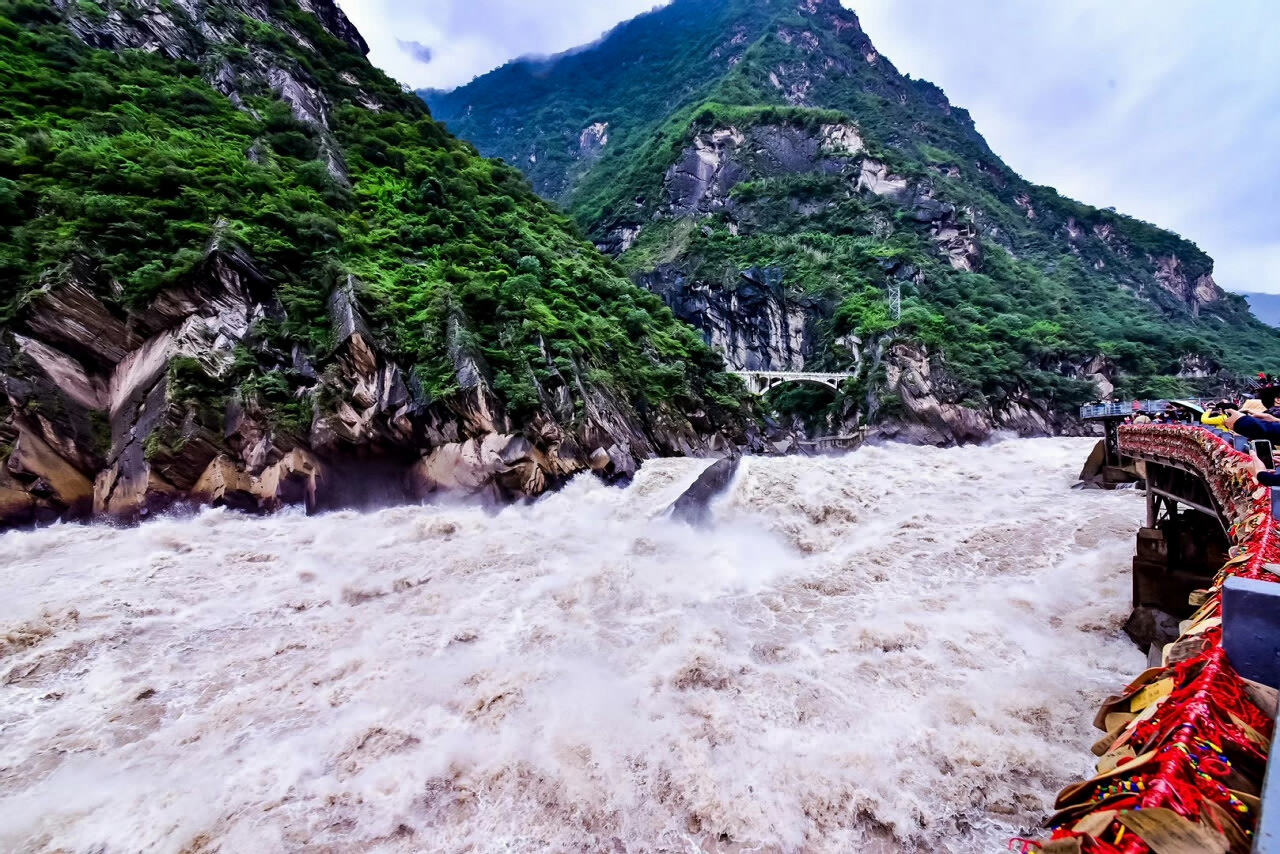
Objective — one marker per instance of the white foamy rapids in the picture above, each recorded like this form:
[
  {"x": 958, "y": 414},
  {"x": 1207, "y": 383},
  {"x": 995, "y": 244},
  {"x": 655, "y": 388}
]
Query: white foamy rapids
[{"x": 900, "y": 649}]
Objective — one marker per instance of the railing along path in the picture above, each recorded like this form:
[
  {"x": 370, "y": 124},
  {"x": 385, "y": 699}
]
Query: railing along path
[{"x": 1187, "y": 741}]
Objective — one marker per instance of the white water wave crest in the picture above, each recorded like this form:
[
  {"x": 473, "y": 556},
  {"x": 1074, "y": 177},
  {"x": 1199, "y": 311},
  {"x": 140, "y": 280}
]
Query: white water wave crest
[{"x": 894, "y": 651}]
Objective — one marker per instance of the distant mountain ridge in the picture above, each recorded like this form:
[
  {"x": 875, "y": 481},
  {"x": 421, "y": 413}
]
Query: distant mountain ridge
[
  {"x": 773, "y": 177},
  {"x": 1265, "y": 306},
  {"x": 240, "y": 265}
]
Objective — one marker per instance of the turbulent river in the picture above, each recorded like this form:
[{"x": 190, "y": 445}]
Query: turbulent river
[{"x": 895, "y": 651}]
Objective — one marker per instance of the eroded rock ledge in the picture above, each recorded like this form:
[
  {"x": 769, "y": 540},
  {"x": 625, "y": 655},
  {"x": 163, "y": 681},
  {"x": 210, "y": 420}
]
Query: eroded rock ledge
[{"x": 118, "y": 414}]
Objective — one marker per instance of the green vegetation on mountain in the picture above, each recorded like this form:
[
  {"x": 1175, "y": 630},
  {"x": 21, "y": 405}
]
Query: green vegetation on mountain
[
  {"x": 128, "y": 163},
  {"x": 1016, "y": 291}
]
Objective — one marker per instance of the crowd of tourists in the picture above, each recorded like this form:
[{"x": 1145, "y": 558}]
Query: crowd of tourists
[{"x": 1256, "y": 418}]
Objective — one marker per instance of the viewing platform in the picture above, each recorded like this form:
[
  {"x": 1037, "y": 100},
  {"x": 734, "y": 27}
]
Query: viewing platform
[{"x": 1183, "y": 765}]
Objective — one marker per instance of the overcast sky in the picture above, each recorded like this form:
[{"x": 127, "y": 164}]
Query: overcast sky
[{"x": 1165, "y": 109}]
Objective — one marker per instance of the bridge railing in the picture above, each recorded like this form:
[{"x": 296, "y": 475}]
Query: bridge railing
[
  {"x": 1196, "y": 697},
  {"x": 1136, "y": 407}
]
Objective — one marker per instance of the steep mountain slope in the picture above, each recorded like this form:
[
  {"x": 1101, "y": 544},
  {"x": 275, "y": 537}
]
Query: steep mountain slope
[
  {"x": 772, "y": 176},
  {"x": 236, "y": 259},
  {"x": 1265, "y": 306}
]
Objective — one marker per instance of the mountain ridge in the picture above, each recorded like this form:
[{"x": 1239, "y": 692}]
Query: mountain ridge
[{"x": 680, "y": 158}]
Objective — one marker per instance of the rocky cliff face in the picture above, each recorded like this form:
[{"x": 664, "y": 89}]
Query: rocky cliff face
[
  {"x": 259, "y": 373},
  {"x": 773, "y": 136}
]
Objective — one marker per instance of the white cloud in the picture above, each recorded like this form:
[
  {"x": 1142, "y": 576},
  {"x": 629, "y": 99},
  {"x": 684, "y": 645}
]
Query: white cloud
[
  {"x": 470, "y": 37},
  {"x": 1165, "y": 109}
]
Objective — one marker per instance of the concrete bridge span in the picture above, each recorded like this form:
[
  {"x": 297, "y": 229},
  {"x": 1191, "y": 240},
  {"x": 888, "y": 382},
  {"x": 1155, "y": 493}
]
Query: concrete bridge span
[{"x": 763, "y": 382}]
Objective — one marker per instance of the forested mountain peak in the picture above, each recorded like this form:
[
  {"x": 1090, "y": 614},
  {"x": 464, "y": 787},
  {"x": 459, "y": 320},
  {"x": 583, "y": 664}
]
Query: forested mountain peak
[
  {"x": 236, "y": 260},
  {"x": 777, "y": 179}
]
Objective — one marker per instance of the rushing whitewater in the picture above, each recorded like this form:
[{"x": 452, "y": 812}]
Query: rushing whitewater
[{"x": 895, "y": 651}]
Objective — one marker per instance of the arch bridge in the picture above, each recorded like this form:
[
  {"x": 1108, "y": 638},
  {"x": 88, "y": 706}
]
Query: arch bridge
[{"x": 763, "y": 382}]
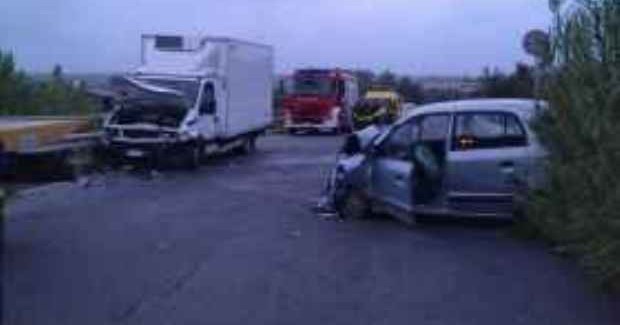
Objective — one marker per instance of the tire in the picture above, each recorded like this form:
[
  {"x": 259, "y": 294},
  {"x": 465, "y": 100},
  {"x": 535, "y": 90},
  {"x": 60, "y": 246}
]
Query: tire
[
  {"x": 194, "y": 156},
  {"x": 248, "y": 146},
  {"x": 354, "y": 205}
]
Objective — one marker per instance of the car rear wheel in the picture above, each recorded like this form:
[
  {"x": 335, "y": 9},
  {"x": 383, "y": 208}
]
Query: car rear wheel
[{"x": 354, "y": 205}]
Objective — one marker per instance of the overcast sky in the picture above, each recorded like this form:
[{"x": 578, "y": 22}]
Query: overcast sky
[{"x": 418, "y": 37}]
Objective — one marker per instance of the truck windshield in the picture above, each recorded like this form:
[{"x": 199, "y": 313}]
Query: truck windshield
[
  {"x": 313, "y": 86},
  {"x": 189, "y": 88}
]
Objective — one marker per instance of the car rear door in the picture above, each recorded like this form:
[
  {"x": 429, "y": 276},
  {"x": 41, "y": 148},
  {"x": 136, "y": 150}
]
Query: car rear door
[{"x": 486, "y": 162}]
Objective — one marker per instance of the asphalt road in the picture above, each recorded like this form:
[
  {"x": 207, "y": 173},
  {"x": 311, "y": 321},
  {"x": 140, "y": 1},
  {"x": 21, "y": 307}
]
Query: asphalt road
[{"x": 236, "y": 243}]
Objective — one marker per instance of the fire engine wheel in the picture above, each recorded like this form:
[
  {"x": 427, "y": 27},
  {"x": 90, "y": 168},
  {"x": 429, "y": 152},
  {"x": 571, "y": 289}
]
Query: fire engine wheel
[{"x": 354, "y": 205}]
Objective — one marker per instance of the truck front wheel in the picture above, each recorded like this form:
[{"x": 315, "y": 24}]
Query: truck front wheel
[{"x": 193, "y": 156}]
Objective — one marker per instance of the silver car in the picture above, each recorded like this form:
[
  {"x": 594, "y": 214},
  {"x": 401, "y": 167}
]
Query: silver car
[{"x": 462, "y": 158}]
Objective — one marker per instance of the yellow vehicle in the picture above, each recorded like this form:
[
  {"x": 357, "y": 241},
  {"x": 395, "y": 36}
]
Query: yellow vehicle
....
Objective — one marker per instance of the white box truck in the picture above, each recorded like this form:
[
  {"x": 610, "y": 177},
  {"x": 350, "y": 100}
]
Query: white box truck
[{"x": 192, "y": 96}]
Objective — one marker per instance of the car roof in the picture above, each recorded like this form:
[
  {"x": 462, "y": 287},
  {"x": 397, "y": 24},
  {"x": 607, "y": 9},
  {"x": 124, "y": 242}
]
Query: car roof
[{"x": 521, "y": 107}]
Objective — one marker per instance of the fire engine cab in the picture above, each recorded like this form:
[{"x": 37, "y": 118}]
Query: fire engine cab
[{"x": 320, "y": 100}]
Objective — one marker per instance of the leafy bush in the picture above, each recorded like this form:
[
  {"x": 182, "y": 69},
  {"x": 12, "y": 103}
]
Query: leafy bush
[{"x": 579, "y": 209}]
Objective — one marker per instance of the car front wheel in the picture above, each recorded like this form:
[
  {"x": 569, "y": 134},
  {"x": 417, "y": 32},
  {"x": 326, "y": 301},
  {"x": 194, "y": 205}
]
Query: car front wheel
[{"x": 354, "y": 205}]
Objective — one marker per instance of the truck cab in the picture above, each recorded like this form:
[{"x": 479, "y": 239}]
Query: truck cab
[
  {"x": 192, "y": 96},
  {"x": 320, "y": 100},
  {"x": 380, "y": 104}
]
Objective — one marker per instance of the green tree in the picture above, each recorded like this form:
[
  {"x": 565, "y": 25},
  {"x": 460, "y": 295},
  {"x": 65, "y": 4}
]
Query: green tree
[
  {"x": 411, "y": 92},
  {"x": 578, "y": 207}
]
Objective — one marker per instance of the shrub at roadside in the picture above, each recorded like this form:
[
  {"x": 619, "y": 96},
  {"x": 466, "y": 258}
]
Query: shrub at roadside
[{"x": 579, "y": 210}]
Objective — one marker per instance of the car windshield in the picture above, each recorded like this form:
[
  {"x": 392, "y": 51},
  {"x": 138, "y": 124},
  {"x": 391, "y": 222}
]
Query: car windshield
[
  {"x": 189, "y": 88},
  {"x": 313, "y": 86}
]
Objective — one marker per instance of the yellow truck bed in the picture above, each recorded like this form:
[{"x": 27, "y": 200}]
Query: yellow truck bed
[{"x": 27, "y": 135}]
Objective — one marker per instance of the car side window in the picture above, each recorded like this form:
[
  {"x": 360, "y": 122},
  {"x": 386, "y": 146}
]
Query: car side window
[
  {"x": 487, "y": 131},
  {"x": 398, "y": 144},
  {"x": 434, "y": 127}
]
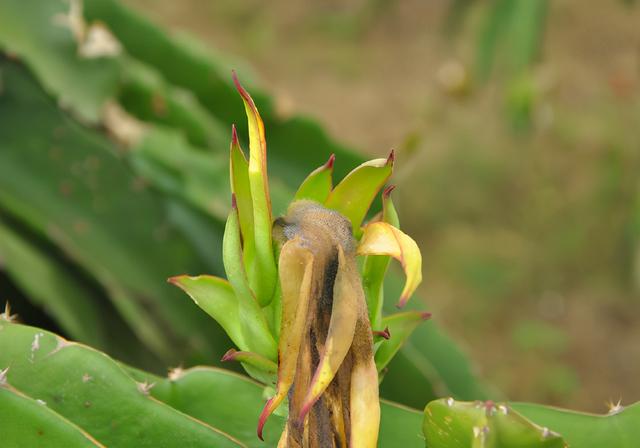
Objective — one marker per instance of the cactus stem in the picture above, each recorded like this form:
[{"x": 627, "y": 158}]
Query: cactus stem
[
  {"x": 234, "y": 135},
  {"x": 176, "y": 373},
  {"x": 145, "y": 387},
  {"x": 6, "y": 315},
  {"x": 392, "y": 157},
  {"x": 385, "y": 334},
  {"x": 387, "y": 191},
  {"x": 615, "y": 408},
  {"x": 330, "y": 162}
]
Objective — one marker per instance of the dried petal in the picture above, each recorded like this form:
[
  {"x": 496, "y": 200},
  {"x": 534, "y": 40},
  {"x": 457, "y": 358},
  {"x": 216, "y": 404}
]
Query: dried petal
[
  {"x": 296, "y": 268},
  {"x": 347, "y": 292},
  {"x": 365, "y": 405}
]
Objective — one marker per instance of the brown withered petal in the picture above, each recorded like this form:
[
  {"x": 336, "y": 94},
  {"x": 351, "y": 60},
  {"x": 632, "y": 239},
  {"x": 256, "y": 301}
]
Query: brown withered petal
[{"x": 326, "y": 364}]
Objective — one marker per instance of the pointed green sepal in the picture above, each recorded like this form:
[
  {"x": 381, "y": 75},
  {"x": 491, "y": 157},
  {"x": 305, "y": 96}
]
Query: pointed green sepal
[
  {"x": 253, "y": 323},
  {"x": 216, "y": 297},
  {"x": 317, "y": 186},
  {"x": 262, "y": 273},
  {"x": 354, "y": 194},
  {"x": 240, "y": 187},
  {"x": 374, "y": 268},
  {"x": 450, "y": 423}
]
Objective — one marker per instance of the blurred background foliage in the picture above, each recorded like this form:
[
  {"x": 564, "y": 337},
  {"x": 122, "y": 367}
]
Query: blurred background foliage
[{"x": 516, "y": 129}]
....
* Requirement
Copy every line in the data above that has the string "vehicle" in it.

* Solution to this task
Objective — one marker per instance of the yellow vehicle in the picture above, each recorded like this form:
Query: yellow vehicle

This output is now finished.